**Aim of the task:**
Copy out the entire passage about the young actor Scott, word for word.

Scott adds this: “Before, it was a really big deal to use a black, or an Asian, or whatever. It’s not anymore, and now we are moving on to the disabled. Soon even the disabled actors won’t be that big of a deal.”

Yet this is why I am here. In Hollywood, especially, an industry image makeover can be glacially slow. Scott, who started acting when he was 7, is blazing a trail even as he squirms a little under the burden of such a role.

He’s a kid like any other--he spends time with his computer, his dogs and his friends--except that this kid has a big-time Hollywood agent and money in the bank.

“A car, I want to buy a car,” Scott says. “What kind? A fast one, a very very fast one.”

Scott’s disability, juvenile rheumatoid arthritis, limits what he can do. Walking can be difficult, bike-riding and skateboarding are out. “ That’s why I need a car!” he says.

**Given information:**
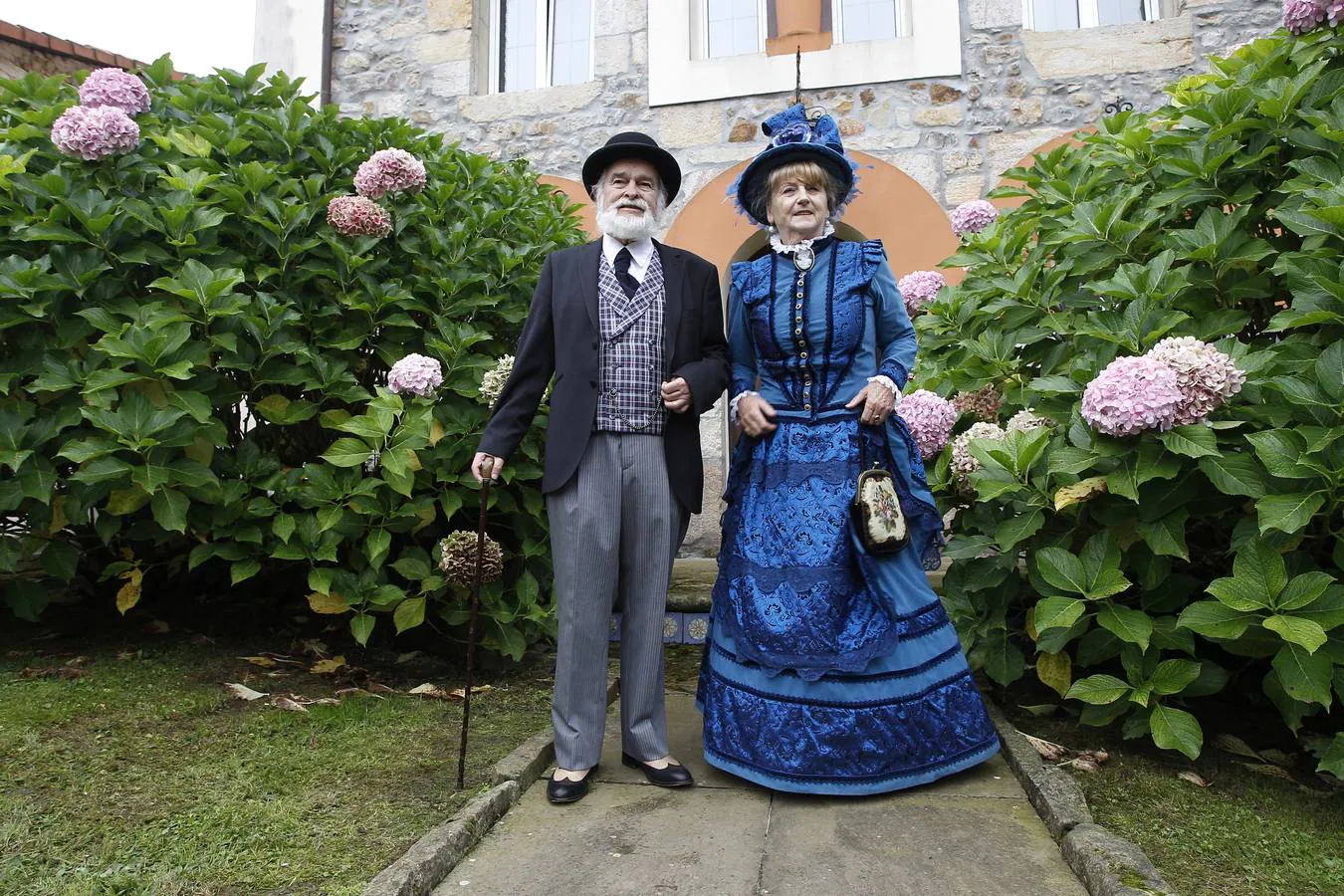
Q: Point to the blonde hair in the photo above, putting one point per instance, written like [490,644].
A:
[808,173]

**Response box:**
Scott adds this: “Before, it was a really big deal to use a black, or an Asian, or whatever. It’s not anymore, and now we are moving on to the disabled. Soon even the disabled actors won’t be that big of a deal.”

Yet this is why I am here. In Hollywood, especially, an industry image makeover can be glacially slow. Scott, who started acting when he was 7, is blazing a trail even as he squirms a little under the burden of such a role.

He’s a kid like any other--he spends time with his computer, his dogs and his friends--except that this kid has a big-time Hollywood agent and money in the bank.

“A car, I want to buy a car,” Scott says. “What kind? A fast one, a very very fast one.”

Scott’s disability, juvenile rheumatoid arthritis, limits what he can do. Walking can be difficult, bike-riding and skateboarding are out. “ That’s why I need a car!” he says.